### ASSIGNED TASK:
Select and reproduce each line of the listing below that bears the string "gabled".

### RECORDS FOR THIS TASK:
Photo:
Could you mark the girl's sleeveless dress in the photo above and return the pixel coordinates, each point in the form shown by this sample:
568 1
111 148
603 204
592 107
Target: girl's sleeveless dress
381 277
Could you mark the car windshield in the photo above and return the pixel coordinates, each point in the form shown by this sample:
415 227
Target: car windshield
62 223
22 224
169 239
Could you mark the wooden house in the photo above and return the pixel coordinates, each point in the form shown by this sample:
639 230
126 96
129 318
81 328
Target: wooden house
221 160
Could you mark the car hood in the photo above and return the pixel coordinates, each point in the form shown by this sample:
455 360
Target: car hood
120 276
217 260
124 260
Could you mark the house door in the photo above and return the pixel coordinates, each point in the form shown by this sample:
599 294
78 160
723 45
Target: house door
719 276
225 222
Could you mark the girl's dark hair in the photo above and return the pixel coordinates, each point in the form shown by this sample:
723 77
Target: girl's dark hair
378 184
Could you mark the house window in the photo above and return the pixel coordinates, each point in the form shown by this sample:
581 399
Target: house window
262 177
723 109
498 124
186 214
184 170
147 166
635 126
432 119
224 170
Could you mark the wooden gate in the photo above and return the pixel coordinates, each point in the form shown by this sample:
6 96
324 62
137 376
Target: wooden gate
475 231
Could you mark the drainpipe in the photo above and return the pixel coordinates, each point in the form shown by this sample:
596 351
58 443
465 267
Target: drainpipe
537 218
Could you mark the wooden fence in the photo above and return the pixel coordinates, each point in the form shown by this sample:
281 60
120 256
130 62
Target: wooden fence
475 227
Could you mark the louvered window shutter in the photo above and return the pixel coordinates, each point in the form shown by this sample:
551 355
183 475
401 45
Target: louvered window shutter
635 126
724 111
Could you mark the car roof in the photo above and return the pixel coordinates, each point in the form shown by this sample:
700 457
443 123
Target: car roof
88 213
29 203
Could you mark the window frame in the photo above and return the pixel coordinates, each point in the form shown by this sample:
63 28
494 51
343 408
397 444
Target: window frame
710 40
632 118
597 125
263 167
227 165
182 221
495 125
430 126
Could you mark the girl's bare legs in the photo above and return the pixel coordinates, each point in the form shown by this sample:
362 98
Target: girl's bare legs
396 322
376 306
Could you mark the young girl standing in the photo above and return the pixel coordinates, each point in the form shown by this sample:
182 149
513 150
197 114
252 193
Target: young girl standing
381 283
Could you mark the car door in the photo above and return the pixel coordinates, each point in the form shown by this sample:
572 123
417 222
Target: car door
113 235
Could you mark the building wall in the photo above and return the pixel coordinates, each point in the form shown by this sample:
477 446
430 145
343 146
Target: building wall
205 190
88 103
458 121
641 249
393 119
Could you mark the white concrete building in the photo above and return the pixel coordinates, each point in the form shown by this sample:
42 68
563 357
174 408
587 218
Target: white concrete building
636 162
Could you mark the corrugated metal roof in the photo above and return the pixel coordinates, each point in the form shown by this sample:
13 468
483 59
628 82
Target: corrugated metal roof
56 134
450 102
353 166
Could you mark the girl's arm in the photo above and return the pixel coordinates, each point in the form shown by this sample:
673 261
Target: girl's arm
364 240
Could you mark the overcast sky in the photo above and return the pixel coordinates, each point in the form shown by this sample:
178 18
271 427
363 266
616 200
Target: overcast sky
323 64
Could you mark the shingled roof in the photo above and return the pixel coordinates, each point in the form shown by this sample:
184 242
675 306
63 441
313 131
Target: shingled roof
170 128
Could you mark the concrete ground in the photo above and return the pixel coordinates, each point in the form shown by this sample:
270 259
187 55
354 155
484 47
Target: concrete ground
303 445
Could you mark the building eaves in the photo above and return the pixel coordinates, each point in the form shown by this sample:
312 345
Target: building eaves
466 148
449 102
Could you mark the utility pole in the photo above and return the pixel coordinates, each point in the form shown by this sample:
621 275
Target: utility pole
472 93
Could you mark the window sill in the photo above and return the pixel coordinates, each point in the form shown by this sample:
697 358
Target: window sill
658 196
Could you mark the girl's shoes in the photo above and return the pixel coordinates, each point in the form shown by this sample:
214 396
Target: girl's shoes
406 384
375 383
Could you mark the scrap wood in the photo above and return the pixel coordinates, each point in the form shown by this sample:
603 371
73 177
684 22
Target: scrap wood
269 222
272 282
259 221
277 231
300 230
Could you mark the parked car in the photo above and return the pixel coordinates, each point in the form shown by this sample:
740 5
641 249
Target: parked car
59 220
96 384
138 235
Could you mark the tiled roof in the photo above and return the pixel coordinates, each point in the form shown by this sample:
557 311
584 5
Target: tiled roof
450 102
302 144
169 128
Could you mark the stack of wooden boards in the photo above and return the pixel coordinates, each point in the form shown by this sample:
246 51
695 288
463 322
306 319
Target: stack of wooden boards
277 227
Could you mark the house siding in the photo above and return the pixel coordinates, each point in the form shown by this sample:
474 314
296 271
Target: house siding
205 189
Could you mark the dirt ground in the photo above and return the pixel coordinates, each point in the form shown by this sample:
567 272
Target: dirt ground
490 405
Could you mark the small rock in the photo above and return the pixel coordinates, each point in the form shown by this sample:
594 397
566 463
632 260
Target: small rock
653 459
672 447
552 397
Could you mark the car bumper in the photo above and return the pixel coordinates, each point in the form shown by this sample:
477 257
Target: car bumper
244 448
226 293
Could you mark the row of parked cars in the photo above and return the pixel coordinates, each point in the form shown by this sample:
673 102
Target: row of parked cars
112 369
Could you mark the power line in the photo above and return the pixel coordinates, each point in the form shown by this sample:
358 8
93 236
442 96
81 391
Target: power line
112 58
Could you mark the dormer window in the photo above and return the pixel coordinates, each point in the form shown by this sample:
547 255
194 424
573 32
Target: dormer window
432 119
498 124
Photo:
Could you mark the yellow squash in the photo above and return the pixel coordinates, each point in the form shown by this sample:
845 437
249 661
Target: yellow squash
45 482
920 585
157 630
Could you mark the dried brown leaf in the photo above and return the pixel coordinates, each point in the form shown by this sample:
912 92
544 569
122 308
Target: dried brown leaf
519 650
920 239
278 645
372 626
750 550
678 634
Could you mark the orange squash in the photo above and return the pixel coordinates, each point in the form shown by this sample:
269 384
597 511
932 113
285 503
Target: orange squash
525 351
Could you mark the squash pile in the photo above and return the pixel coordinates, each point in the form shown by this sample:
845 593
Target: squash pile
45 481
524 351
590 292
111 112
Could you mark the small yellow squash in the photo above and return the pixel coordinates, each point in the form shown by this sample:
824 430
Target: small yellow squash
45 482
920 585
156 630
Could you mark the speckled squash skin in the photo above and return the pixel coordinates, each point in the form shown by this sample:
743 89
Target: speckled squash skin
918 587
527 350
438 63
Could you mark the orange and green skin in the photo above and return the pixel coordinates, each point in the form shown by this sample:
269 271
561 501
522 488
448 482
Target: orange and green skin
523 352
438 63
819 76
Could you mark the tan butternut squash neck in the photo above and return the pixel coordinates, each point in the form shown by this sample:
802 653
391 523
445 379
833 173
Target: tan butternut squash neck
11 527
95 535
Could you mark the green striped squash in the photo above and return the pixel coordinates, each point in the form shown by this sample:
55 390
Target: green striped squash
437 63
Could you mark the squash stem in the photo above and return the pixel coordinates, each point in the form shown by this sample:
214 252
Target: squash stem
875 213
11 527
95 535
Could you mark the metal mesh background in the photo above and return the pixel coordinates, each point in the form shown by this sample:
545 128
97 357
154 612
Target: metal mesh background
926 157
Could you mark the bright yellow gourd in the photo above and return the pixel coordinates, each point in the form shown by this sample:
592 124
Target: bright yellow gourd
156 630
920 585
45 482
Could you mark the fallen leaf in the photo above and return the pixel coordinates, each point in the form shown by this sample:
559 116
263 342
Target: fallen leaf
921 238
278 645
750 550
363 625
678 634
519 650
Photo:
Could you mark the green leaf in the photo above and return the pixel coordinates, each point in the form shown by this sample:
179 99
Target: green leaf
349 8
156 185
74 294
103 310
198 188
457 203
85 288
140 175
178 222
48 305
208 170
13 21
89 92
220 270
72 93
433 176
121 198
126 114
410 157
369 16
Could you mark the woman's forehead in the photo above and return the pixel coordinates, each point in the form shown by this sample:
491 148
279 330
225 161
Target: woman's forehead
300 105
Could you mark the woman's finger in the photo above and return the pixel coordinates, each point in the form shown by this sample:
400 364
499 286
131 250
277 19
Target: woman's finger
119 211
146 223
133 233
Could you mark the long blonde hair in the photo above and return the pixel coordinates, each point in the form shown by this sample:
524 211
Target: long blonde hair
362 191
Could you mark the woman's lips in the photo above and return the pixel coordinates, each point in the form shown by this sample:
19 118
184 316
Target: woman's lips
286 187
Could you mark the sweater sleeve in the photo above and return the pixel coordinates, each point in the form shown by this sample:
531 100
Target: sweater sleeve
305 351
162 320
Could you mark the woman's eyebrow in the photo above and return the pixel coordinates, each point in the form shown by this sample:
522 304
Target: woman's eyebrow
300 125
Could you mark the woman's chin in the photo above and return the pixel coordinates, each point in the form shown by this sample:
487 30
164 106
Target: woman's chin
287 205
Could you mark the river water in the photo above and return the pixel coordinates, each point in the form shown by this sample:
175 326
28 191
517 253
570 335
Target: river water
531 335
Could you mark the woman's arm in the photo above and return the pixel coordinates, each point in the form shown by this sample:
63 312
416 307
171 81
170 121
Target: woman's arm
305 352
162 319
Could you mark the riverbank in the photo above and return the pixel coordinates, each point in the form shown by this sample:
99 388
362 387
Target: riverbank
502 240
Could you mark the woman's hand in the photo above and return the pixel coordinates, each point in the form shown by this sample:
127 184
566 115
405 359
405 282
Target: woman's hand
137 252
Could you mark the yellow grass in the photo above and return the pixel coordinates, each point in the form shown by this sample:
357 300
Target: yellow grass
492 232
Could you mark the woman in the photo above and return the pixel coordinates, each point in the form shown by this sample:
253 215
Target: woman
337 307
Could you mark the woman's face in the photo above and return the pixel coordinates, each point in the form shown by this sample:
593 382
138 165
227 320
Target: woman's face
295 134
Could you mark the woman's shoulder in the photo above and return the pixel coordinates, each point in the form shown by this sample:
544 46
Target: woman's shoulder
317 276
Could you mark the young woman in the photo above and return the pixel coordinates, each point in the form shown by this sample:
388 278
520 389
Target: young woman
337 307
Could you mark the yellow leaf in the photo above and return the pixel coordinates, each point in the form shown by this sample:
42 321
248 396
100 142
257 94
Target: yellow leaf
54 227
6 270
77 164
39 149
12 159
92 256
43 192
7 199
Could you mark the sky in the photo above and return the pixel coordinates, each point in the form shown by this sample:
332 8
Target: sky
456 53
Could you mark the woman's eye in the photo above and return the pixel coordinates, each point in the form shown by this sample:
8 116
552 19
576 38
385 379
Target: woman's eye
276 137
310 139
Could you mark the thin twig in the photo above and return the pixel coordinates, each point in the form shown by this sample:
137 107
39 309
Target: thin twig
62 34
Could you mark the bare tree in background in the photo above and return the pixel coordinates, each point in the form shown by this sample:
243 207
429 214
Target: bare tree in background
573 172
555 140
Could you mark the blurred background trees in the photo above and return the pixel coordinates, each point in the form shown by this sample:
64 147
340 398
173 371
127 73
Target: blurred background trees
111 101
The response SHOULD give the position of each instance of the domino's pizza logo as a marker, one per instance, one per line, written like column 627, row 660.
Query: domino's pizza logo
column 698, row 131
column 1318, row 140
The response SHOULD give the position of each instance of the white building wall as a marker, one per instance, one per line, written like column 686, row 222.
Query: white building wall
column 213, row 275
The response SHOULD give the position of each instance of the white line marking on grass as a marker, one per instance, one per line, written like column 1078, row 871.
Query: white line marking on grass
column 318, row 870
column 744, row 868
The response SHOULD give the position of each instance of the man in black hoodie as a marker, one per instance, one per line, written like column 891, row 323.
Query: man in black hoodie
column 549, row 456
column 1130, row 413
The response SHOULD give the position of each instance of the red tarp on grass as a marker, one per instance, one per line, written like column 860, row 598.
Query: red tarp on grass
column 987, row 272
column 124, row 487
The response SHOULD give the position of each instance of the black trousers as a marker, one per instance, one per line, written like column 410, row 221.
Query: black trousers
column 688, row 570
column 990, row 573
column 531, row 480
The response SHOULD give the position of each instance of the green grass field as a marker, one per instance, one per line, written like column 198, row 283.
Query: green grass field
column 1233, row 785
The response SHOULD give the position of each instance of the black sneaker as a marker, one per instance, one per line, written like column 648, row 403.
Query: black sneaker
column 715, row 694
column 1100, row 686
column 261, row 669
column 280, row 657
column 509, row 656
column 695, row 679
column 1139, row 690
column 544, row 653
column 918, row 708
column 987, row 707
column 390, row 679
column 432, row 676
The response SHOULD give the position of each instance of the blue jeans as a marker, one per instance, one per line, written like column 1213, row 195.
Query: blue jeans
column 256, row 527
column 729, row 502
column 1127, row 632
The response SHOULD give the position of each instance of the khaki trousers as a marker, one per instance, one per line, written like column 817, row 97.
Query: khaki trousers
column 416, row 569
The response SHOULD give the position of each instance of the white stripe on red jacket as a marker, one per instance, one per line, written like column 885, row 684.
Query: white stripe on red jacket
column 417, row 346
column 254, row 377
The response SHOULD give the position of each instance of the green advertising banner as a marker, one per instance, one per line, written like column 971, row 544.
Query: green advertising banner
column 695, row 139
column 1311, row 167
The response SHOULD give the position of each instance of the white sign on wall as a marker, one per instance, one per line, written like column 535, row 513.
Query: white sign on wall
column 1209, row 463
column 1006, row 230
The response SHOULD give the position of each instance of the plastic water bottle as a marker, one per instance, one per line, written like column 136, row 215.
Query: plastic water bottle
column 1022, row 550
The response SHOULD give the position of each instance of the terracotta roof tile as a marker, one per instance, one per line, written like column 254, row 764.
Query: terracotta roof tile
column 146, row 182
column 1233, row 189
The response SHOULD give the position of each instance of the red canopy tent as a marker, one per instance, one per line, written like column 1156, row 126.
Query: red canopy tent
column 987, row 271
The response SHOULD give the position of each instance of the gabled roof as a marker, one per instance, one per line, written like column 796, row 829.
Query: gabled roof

### RESPONSE FOR THIS EXERCISE:
The response SHOULD give the position of each instance of the gabled roof as a marker, one per instance, one per line, written like column 796, row 829.
Query: gabled roof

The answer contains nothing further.